Mira aus Berlin dürfte mit ihren 18 Monaten die Jüngste Darstellerin gewesen sein. Statt moderner Kinderkleidung trug sie das, was Kinder vor rund 200 Jahren trugen inklusive weißer Haube. Die Kleine gehörte zum Infanterieregiment von Kalkstein in der Zeit zwischen 1740 und 1786.

Dem gehörte auch Oberstleutnant Richard Puhlmann aus Erfurt an. Während ausgiebig vor dem Zelt gefrühstückt wurde, erklärte der 65-Jährige: „Friedrich der Große war auch im Sozialismus nicht verpönt, unter anderem, weil er die Schulpflicht für alle eingeführt hatte.“ Puhlmann kannte etliche der Darsteller: Man begegnet sich immer wieder, versteht sich blendend und die kleineren und größeren Scharmützel, wie es sie jetzt auch gab, dienen in erster Linie der Unterhaltung der Besucher.

25 Personen stark war das Infanterieregiment Nr. 6 von Hardenberg um den Meerbuscher Jörg Westerling. „Wir sind aus einem Schützenzug hervorgegangen“, sagte der 51-Jährige. Zur prächtigen Uniform gehören ein roter Rock, eine orangefarbene Weste, ein Säbel und ein Vorderlader. Sohn Paul machte als schmucker Kadett mit.

Wenn die Männer kämpften, war es üblich, dass die Frauen ihnen mit Kind und Kegel folgten. Und sie wären nie auf die Idee gekommen, ihre Männer zu bitten, bei der Hausarbeit zu helfen. Als sie jetzt das Geschirr in einer Holzmolle säuberten, waren sie unter sich — ein Stück Authentizität, das die Männer genießen. Weiße Hauben waren als Kopfbedeckung Pflicht — sie signalisierten fremden Männern, dass diese Frauen „unter der Haube“ sind.

#### [BEREITGESTELLTES MATERIAL]
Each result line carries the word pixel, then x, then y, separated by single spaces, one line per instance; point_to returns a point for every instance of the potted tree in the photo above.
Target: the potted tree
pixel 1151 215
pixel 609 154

#### [DEINE AUFGABEN]
#1 Beantworte drei kurze Fragen zum Textabschnitt:
(a) Wie alt war Mira aus Berlin?
(b) Aus welcher Stadt kommt Oberstleutnant Richard Puhlmann?
(c) Wie viele Personen zählte das Infanterieregiment Nr. 6 von Hardenberg?
#2 Gib einen Teil des Textabschnitts wörtlich wieder. Fang bei den Worten „Mira aus Berlin“ an und hör nach den Worten „Unterhaltung der Besucher.“ auf.

#### [ANTWORTEN JE AUFGABE]
#1
(a) 18 Monate
(b) Erfurt
(c) 25 Personen

#2
Mira aus Berlin dürfte mit ihren 18 Monaten die Jüngste Darstellerin gewesen sein. Statt moderner Kinderkleidung trug sie das, was Kinder vor rund 200 Jahren trugen inklusive weißer Haube. Die Kleine gehörte zum Infanterieregiment von Kalkstein in der Zeit zwischen 1740 und 1786.

Dem gehörte auch Oberstleutnant Richard Puhlmann aus Erfurt an. Während ausgiebig vor dem Zelt gefrühstückt wurde, erklärte der 65-Jährige: „Friedrich der Große war auch im Sozialismus nicht verpönt, unter anderem, weil er die Schulpflicht für alle eingeführt hatte.“ Puhlmann kannte etliche der Darsteller: Man begegnet sich immer wieder, versteht sich blendend und die kleineren und größeren Scharmützel, wie es sie jetzt auch gab, dienen in erster Linie der Unterhaltung der Besucher.